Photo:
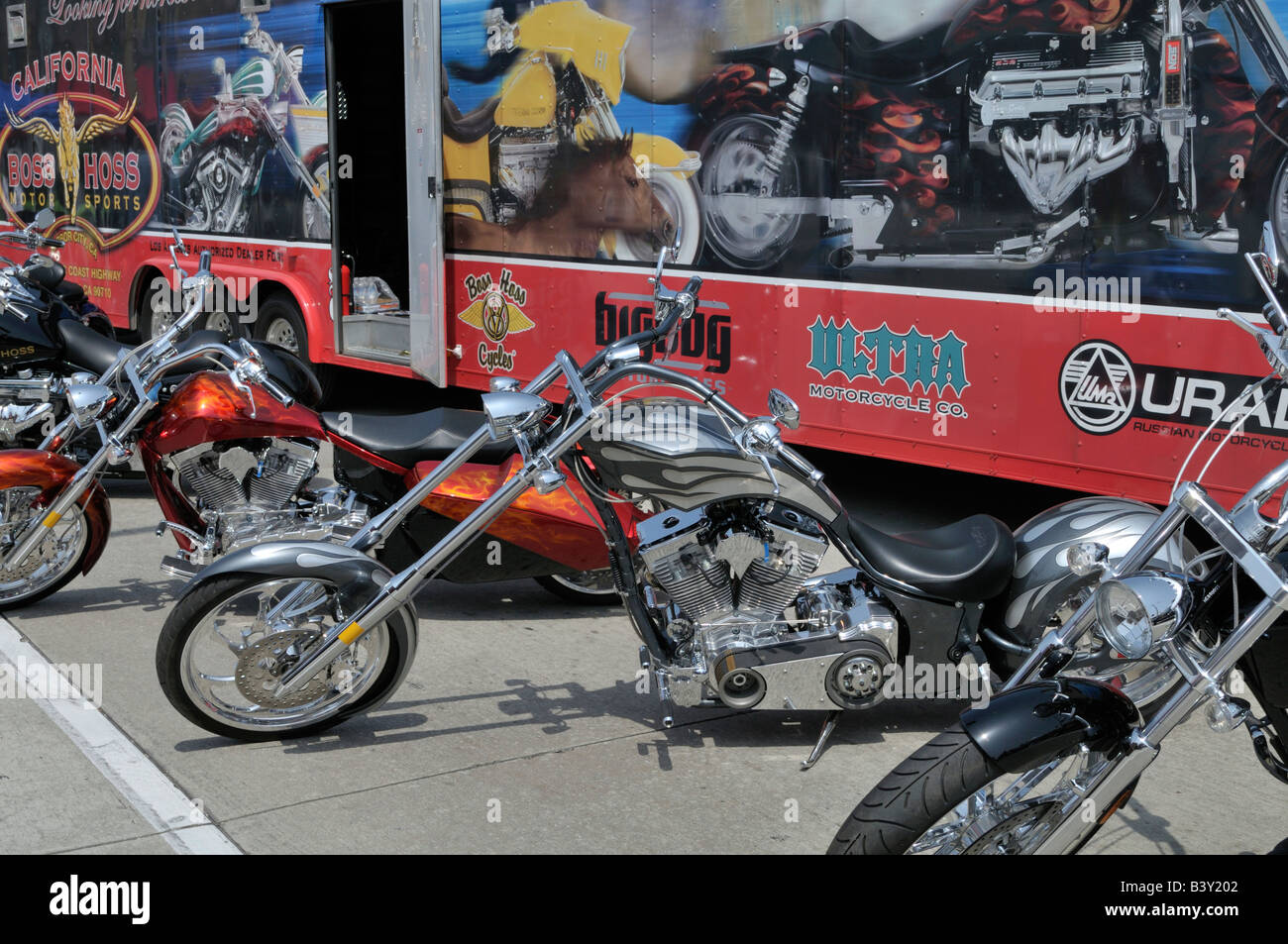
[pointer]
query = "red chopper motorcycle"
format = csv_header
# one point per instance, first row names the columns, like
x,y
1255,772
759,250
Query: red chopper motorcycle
x,y
231,472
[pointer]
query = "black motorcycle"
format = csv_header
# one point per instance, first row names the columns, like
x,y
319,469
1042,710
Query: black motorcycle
x,y
1055,755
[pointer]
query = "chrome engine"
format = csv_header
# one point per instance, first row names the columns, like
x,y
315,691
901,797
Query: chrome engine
x,y
217,193
256,491
732,587
1057,129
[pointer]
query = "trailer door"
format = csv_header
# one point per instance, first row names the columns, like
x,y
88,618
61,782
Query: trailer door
x,y
382,78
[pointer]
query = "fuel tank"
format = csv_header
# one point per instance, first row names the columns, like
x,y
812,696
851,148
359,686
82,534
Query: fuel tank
x,y
207,408
673,450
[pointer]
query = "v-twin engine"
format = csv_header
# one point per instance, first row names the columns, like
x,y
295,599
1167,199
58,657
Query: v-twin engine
x,y
254,491
732,588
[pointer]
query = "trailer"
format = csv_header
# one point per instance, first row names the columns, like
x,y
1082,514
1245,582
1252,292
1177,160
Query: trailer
x,y
991,236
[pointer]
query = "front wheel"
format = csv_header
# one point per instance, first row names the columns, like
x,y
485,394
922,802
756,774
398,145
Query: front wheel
x,y
218,660
948,798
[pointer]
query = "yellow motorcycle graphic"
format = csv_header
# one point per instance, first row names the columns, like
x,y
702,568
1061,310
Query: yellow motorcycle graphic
x,y
522,156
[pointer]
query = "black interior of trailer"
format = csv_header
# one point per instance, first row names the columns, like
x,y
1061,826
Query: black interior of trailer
x,y
369,151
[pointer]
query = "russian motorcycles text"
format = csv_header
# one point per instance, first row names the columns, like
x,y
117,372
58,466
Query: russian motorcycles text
x,y
719,577
1006,136
1051,758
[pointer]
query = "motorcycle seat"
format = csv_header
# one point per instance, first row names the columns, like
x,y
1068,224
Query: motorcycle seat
x,y
469,128
410,438
86,348
967,561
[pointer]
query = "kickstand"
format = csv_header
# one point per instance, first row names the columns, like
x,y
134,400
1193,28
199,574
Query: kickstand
x,y
828,726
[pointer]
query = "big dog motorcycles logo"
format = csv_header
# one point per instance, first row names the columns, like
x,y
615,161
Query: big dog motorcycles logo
x,y
1102,390
919,364
496,312
81,153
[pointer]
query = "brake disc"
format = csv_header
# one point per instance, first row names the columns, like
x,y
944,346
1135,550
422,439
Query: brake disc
x,y
258,670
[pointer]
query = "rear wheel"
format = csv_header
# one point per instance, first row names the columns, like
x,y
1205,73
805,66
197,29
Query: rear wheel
x,y
218,660
948,798
55,561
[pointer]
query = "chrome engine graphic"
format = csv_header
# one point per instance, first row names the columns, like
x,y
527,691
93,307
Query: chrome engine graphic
x,y
730,583
257,491
1059,129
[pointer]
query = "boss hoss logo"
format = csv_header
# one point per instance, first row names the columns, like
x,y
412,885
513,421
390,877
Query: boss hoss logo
x,y
914,362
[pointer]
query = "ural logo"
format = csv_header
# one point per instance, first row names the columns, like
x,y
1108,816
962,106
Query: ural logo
x,y
1098,386
496,312
881,353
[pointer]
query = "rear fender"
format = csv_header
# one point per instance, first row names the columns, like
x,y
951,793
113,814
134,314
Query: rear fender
x,y
51,472
1044,720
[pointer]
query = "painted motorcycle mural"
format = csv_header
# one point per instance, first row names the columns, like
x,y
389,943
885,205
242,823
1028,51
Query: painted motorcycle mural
****************
* _WORK INSTRUCTION_
An exact repetition of all the records above is required, excluding the pictures.

* _PROBLEM SOLUTION_
Photo:
[pointer]
query = "red chopper motorcycle"
format = csv_header
# one point per instance, first row names the columns, like
x,y
1255,772
759,250
Query: red chopper motorcycle
x,y
231,472
[pointer]
query = "black motorcycle"
format = csv_header
# one point per instance, first row names the columns, like
x,y
319,469
1042,710
Query: black motorcycle
x,y
1055,755
[pointer]
query = "chrome engine"
format = csv_header
# one point per instance, first row names the columns, like
x,y
315,691
901,797
Query: chrome engine
x,y
217,193
256,491
732,587
1057,129
[pointer]
query = "trailer door"
format = csv_header
# one point per instance, first row names the columns, like
x,y
88,618
61,782
Query: trailer door
x,y
382,78
[pointer]
query = "fuel tank"
format = csv_header
# one point per instance, first row names the columns, like
x,y
812,696
851,148
359,686
82,534
Query: fuel tank
x,y
207,408
673,450
[pointer]
query = "v-twin engine"
format = csv_header
# one point per instance, first row names the columns, like
x,y
295,599
1167,199
58,657
Query: v-twin engine
x,y
254,491
732,588
[pointer]
query = "trailer"
format = csv_header
# one point per instance, first row names the columns, like
x,y
1082,514
1245,582
1252,292
1177,160
Query: trailer
x,y
991,236
[pointer]
query = "front wheel"
format = csv_header
# one point per instance, first row names the columns, like
x,y
485,394
922,802
756,774
398,145
Query: front wheel
x,y
218,660
948,798
[pointer]
query = "yellow motorcycle graphic"
format = csv_header
# one point per instance, first row names the columns, like
x,y
702,568
1061,310
Query: yellow motorcycle graphic
x,y
522,156
[pointer]
query = "black interior of trailer"
format = csv_header
# one point per instance, first row names the columns, like
x,y
1061,826
Query: black interior of trailer
x,y
369,151
[pointer]
query = "russian motorcycles text"
format = csv_header
# one point per instance, first row names the columns, like
x,y
117,372
58,466
Query: russian motorcycles text
x,y
719,577
1006,136
1051,758
[pointer]
query = "motorcycle seat"
format = csv_header
# one point per instance, first row names the columns, like
x,y
1068,224
Query: motorcycle seat
x,y
469,128
410,438
86,348
967,561
[pointer]
query = "kickstand"
format = csv_header
# one point per instance, first row names the columns, like
x,y
134,400
1193,28
199,574
Query: kickstand
x,y
828,726
[pointer]
query = "big dog motorcycles logo"
format = csv_header
# one point per instance, first row names the columns, like
x,y
615,161
Query: big dog motorcycles logo
x,y
1102,390
919,364
496,312
81,153
[pointer]
query = "brake disc"
format = csv_header
# one point per instance, first row names the columns, like
x,y
944,346
1135,550
422,439
Query: brake disc
x,y
258,670
[pointer]
query = "rear wheel"
format = csv_header
# one point per instance, first row names the columns, like
x,y
1205,73
805,66
197,29
Query: rear wheel
x,y
218,660
948,798
55,561
[pointer]
query = "chrome engine graphic"
format = csv_header
# one point per instance, first row names the columns, like
x,y
527,691
93,307
Query: chrome engine graphic
x,y
730,583
257,491
1059,129
[pointer]
query = "boss hoss logo"
format = csv_header
# one point per instance, first row names the columns, like
x,y
412,885
513,421
390,877
Query: boss hoss logo
x,y
914,362
[pointer]
query = "ural logo"
format = csv_header
# one point per instance, first row names the columns, like
x,y
1108,816
962,106
Query: ural logo
x,y
1098,386
496,312
881,353
[pointer]
query = "rear fender"
format = csv_header
# one point per instance, first row names the columns, like
x,y
951,793
113,814
134,314
Query: rear fender
x,y
51,472
1044,720
[pointer]
query = "painted motorcycle mural"
format = csv_header
# one point per instance, first row names the columns, like
x,y
389,943
885,205
242,823
1028,51
Query: painted motorcycle mural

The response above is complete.